— What the task requires —
Write out exactly the lines running from the one that contains "We'd be very grateful if you could spot the power" through the end of the material.

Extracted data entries

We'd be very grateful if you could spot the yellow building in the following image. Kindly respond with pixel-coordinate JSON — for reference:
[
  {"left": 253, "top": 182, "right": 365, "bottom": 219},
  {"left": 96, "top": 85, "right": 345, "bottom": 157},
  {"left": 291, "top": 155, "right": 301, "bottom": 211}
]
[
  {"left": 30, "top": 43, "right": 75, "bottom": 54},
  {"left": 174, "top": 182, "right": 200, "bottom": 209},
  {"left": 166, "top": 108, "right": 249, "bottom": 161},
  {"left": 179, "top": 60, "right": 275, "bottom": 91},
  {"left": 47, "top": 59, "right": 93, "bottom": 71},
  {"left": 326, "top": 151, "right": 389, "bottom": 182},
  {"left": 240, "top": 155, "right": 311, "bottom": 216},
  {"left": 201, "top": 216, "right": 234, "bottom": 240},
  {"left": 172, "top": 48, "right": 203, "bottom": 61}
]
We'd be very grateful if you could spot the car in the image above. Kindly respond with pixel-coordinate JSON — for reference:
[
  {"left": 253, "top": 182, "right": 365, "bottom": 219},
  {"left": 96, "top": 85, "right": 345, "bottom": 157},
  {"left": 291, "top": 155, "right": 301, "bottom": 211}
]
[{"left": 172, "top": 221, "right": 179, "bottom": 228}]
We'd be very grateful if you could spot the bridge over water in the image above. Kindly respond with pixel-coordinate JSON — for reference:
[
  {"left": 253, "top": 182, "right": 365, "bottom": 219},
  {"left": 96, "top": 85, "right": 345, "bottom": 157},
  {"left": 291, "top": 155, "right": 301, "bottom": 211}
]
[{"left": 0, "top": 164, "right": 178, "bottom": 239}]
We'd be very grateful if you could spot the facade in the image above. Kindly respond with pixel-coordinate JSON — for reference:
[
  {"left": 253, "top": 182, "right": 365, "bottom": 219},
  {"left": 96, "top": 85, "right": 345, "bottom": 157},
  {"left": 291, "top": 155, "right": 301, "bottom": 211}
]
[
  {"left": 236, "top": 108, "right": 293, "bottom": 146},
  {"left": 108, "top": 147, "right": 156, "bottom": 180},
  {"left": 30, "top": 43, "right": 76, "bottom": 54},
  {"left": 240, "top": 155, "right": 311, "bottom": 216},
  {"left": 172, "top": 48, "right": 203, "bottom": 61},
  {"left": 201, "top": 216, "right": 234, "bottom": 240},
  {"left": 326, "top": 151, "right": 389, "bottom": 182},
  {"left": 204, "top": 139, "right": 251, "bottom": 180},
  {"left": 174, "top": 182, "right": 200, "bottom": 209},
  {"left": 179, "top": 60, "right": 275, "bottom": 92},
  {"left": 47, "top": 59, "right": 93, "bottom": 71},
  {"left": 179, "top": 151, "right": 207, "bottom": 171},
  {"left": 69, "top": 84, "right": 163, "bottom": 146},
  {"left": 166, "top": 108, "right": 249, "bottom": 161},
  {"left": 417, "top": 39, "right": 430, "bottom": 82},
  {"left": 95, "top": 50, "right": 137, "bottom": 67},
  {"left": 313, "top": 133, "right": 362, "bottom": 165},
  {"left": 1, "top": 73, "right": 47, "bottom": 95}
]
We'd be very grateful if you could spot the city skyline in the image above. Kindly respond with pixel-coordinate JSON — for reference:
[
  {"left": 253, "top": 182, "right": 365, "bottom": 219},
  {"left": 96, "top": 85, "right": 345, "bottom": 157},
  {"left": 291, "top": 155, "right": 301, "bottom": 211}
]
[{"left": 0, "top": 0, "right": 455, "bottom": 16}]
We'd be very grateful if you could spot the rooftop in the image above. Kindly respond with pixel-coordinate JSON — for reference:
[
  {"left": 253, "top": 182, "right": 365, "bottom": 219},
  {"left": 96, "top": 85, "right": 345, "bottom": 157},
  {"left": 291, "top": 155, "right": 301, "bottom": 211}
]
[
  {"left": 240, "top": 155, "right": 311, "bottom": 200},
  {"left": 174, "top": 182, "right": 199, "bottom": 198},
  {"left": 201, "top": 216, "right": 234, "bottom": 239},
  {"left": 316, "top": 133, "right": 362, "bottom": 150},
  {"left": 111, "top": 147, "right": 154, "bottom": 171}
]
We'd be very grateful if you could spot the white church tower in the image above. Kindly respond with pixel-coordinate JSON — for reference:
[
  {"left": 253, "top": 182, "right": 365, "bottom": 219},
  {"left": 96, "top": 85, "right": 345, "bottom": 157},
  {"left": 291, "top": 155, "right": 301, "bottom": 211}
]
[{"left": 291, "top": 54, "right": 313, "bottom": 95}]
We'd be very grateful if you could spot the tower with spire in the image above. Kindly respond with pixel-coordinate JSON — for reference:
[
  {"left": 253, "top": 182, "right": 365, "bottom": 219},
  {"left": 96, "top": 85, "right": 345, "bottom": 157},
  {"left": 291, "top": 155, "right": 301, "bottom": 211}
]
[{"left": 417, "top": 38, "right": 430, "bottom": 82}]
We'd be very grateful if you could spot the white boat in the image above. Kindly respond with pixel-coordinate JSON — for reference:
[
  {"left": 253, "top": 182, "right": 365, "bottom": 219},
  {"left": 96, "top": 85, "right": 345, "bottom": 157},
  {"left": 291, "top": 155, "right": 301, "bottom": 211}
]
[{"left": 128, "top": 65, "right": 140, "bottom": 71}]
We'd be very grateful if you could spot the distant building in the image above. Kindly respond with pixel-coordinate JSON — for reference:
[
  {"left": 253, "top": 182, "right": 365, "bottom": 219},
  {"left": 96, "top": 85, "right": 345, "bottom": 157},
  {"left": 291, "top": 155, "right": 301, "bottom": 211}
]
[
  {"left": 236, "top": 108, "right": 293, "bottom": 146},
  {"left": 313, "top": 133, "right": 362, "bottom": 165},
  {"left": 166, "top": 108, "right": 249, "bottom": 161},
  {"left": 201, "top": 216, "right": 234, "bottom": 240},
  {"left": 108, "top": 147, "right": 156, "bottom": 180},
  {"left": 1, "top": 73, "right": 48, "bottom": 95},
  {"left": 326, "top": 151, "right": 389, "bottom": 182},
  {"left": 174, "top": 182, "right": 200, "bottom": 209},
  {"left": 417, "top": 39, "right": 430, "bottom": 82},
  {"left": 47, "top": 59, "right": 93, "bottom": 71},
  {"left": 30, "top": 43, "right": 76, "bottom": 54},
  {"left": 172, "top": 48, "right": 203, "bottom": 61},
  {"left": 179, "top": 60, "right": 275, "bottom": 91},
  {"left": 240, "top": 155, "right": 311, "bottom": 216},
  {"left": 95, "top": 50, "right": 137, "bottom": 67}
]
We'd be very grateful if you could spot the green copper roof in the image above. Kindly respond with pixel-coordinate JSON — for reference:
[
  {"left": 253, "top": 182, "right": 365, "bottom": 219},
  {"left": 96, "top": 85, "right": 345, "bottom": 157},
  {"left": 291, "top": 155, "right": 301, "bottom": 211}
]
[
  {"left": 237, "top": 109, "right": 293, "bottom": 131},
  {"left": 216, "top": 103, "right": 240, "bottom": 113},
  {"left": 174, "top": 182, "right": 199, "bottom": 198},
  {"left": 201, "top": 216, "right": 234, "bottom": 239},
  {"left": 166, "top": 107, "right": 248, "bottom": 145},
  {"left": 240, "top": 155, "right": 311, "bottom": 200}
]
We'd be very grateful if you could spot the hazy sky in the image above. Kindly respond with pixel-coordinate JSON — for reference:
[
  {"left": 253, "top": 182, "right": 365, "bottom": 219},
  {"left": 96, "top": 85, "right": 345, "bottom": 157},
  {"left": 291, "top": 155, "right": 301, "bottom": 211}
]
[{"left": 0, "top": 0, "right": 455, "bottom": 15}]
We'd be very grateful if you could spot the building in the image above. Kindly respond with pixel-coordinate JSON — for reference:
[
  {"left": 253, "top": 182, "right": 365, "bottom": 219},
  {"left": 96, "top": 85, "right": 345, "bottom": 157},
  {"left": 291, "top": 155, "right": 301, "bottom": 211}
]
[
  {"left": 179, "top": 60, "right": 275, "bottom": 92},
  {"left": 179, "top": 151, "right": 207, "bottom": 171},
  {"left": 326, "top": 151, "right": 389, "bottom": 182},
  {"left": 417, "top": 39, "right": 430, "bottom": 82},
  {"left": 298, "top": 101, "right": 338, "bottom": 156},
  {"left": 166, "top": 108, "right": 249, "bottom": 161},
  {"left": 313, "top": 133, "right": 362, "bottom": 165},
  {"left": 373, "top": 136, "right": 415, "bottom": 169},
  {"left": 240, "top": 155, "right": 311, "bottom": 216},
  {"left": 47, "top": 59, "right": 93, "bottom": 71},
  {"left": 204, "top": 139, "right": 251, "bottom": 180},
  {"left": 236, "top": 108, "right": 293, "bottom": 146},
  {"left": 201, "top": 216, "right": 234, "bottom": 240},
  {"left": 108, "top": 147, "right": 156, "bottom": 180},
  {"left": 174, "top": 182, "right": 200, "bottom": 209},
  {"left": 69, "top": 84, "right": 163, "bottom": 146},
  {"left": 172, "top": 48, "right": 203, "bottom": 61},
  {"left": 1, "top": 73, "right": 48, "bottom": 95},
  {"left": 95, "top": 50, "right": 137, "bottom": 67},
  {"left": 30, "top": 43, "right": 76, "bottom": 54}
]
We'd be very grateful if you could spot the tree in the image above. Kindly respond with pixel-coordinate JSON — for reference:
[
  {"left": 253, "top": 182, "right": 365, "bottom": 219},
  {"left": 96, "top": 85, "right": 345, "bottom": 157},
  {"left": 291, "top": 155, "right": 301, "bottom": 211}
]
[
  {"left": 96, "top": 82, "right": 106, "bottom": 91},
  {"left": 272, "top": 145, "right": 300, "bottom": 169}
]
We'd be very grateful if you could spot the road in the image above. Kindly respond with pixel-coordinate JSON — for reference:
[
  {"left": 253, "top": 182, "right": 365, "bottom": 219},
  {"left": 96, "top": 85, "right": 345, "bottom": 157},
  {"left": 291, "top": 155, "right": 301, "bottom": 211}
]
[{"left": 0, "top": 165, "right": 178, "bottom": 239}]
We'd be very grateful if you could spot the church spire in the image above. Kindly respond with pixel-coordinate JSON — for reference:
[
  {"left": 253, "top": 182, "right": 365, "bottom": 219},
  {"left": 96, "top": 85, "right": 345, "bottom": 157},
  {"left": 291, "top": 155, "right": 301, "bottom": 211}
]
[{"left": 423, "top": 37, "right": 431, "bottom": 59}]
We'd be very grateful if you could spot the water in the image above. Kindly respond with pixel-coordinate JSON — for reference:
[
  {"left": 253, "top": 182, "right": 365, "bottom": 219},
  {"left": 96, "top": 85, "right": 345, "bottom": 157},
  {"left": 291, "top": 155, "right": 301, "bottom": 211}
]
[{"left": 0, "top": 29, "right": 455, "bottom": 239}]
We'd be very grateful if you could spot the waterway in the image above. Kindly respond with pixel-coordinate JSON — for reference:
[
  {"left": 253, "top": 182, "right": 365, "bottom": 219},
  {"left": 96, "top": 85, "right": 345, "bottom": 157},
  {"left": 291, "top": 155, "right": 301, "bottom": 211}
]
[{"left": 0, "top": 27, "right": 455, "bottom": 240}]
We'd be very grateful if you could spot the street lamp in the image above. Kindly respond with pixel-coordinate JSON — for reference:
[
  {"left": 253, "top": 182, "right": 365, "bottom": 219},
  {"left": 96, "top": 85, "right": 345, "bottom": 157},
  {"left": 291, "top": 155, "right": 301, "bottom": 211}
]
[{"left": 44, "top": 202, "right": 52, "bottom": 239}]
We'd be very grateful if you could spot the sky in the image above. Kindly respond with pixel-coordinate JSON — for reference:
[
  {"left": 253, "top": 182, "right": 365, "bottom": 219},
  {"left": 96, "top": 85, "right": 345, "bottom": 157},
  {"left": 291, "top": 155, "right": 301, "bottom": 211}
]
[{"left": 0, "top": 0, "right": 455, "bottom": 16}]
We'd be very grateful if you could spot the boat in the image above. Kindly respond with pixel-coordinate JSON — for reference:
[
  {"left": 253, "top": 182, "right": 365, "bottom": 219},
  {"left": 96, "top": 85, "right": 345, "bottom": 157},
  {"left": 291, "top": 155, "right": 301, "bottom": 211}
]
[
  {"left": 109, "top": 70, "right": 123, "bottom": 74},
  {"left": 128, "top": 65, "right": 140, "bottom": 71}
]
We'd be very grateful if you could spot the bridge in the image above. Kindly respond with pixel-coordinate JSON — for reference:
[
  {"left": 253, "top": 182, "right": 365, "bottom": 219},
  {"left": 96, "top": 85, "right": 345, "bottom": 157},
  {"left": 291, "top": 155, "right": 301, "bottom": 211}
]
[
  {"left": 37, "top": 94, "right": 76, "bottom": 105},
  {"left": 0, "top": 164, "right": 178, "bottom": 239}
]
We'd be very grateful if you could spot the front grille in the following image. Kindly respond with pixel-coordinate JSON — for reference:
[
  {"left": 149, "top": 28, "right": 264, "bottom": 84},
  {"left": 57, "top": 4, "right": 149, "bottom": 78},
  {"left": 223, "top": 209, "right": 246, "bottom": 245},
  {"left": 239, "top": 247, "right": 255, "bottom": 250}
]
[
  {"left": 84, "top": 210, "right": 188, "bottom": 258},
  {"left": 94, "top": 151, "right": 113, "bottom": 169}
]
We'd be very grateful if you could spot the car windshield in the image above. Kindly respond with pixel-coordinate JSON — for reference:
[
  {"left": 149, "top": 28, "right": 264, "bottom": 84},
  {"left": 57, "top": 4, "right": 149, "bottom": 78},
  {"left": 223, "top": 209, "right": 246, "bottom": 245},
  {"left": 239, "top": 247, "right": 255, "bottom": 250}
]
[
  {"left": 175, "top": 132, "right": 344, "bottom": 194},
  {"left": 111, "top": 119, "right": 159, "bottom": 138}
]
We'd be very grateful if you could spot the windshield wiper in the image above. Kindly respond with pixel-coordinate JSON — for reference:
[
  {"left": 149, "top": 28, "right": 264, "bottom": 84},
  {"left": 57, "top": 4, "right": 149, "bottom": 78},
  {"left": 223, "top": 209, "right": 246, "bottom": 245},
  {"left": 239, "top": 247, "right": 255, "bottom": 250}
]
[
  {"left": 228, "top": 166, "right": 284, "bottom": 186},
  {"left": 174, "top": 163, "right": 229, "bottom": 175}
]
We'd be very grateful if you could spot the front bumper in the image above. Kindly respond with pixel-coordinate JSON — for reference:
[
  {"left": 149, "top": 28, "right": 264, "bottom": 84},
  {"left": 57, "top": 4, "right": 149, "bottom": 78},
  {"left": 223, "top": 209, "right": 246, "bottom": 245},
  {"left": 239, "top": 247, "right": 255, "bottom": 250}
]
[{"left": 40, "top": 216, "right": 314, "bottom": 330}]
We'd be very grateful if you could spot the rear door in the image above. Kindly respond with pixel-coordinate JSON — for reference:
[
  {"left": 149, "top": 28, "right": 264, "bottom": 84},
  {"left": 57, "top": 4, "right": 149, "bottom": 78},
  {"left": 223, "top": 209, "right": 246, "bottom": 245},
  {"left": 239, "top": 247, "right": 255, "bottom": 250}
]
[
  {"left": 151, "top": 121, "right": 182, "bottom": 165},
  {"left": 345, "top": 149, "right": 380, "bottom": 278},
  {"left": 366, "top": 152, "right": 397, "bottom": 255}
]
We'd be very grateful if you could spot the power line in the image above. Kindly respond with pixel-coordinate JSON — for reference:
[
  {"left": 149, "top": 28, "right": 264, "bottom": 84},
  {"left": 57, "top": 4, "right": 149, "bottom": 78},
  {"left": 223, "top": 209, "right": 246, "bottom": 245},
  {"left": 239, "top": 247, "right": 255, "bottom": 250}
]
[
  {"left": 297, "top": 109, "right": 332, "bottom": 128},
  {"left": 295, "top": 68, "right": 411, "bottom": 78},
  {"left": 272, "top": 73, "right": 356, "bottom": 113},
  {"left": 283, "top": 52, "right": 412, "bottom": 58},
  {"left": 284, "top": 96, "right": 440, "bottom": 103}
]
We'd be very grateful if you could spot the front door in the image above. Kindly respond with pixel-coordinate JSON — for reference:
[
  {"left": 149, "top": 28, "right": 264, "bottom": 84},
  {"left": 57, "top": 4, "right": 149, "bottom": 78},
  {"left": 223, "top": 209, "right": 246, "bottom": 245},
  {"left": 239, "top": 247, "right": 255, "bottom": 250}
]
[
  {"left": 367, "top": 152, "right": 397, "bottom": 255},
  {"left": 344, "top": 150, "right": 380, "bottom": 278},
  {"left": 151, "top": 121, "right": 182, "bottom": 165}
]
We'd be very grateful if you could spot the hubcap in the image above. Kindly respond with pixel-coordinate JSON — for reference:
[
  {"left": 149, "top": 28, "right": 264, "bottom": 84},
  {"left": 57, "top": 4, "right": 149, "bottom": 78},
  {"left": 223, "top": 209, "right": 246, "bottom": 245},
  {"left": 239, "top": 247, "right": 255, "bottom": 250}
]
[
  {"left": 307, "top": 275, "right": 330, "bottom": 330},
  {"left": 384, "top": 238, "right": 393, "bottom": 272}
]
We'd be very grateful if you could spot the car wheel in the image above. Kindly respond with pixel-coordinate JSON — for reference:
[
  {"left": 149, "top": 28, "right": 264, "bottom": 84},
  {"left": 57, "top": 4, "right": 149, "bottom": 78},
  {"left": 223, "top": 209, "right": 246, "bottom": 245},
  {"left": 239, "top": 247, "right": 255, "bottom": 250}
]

— Solution to this task —
We'd be very grateful if you could spot the power line in the image above. Kindly respond with pixel-coordinate JSON — for reference:
[
  {"left": 149, "top": 28, "right": 264, "bottom": 84},
  {"left": 57, "top": 4, "right": 149, "bottom": 78},
  {"left": 223, "top": 209, "right": 246, "bottom": 245},
  {"left": 239, "top": 247, "right": 255, "bottom": 250}
]
[
  {"left": 297, "top": 109, "right": 332, "bottom": 128},
  {"left": 295, "top": 68, "right": 411, "bottom": 78},
  {"left": 272, "top": 73, "right": 356, "bottom": 113},
  {"left": 283, "top": 52, "right": 412, "bottom": 58},
  {"left": 284, "top": 96, "right": 440, "bottom": 103}
]
We'd be very grateful if you could spot the front door in the image above. Kindly respond with pixel-coordinate JSON — for reference:
[
  {"left": 149, "top": 28, "right": 264, "bottom": 84},
  {"left": 57, "top": 4, "right": 149, "bottom": 78},
  {"left": 223, "top": 209, "right": 246, "bottom": 245},
  {"left": 239, "top": 247, "right": 255, "bottom": 250}
]
[
  {"left": 367, "top": 152, "right": 397, "bottom": 255},
  {"left": 344, "top": 150, "right": 380, "bottom": 278},
  {"left": 151, "top": 121, "right": 182, "bottom": 165}
]
We'd be very grateful if you could spot the hubcap in the image above. Kindly respond with pixel-coordinate JSON — for reference:
[
  {"left": 149, "top": 28, "right": 264, "bottom": 84},
  {"left": 57, "top": 4, "right": 149, "bottom": 78},
  {"left": 223, "top": 209, "right": 246, "bottom": 245},
  {"left": 239, "top": 247, "right": 255, "bottom": 250}
]
[
  {"left": 307, "top": 275, "right": 330, "bottom": 330},
  {"left": 384, "top": 238, "right": 393, "bottom": 272}
]
We'd be very grateful if you could spot the car wheel in the image above. Kindly respond with pixel-coordinate JSON — for reference:
[
  {"left": 149, "top": 28, "right": 264, "bottom": 84},
  {"left": 57, "top": 4, "right": 149, "bottom": 78},
  {"left": 223, "top": 209, "right": 246, "bottom": 245},
  {"left": 239, "top": 247, "right": 255, "bottom": 250}
]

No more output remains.